━━ EXCERPT TO READ ━━
I beleive that Gollum would most likely stay down in his little cave, while it continued to posess his mind. If no one had ever come along to take the ring, then the ring would obviously not mean for anyone to find it.

remember- gollum had stayed there for a couple of centuries and didn't have a mind to leave until his 'precious' was taken from him. that was when he left the cave in search to get the precious back.

Interesting opinions, everyone!


----------



## Popqueen62 (Sep 20, 2002)

*WEll...*

In the Fellowship of the Ring, Gandalf said something about the ring wanting to be found, so the ring would make gollum go into the sun and into Mordor, and the orcs or black riders would slay gollum, and bring the ring to their master. And all of middle earth would be doomed. Of course Hypothetically. That is why fate brought the ring to bilbo, and then to frodo.


----------



## YayGollum (Sep 20, 2002)

I believe that Gollum would most likely stay down in his little cave, while it continued to posess his mind. 

Woah! What's with that crazy quote from the Diamond Took person? Yikes! I always thought that Gollum was slowly beginning to resist the Ring! Doesn't it say somewhere that he always used to wear it, then he started keeping it with him all the time, and wearing it sometimes, then he started keeping it on his little island to look at it every now and then? I'm pretty sure that it says something like that! Well, anyways, here's Gollum, slowly beginning to resist it, and the evil thief Bilbo Baggins steals it. That's when his obsession comes back in full force. Got it? Can you tell me I'm wrong? NO.


----------



## Popqueen62 (Sep 20, 2002)

*your...*

You are right, i think i read something like that too. so if we both remember it, it must be true.


----------



## Theoden (Oct 19, 2002)

This is just a crazy idea I'll throw out there: I think that had Bilbo not come along, one of two things might have happened. A: Gollum would have lived for a few more hundred years in the dark places of the earth, and then he would have become like a ring-wraith, not living and not dead. B: Souron, after having waged war on middle earth for years and years would have found Gollum hiding in his hole with his "preciousss" and would have taken the ring and toyed with toturing the poor creature and then the rest of the story is too nasty to type. That is what I think.


----------
━━━
» **THE REQUEST**
In the forum thread above, what reason does Popqueen62 give for fate bringing the ring to Bilbo and then to Frodo? Answer in one to three sentences.
━━ RECORDED DATA ━━
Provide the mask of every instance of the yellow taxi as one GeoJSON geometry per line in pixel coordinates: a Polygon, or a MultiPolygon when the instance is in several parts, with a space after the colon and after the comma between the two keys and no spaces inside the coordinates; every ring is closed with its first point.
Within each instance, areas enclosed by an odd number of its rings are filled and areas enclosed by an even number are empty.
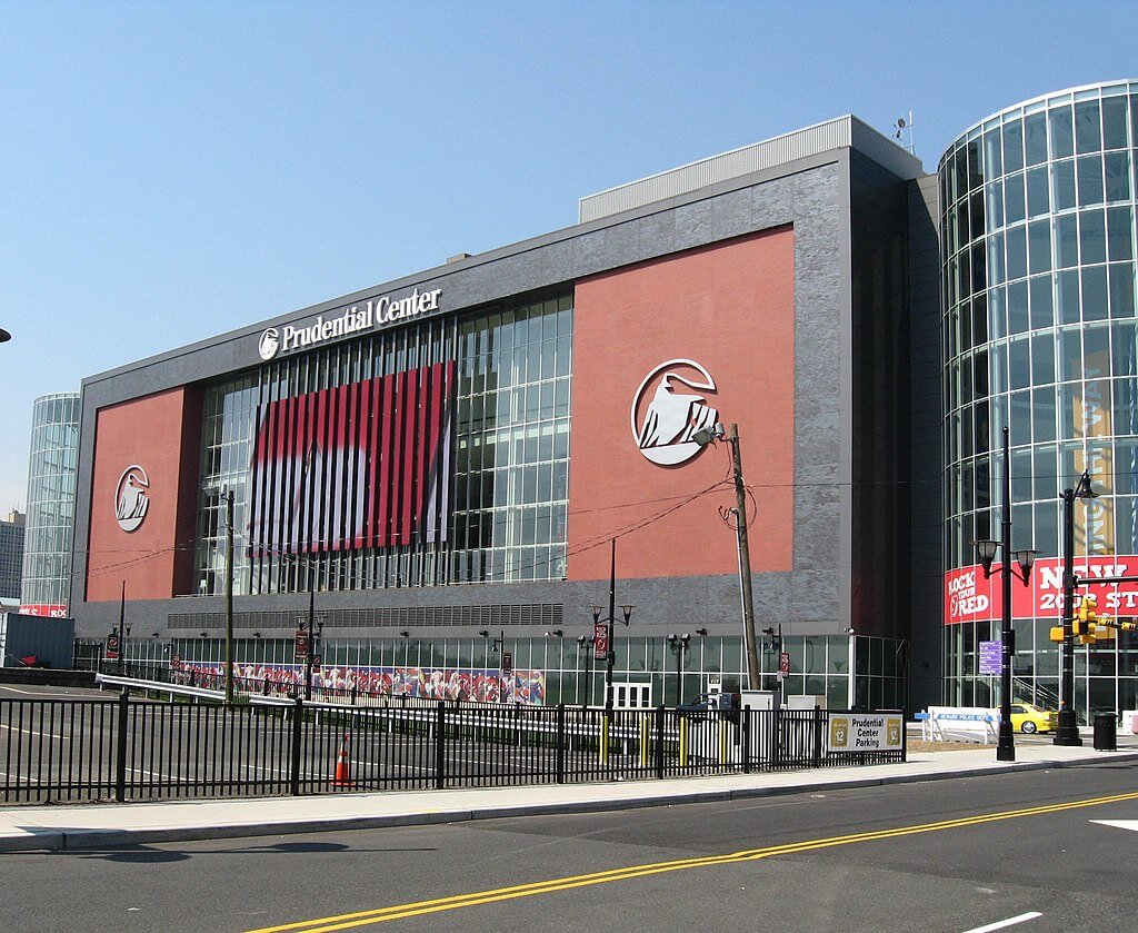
━━━
» **RESULT**
Popqueen62 cites Gandalf's remark that the ring wanted to be found. Otherwise it would have driven Gollum out into the sun and toward Mordor, where orcs or black riders would kill him and bring the ring to their master, dooming all of Middle-earth. That hypothetical outcome is why, in Popqueen62's view, fate sent the ring to Bilbo and then Frodo.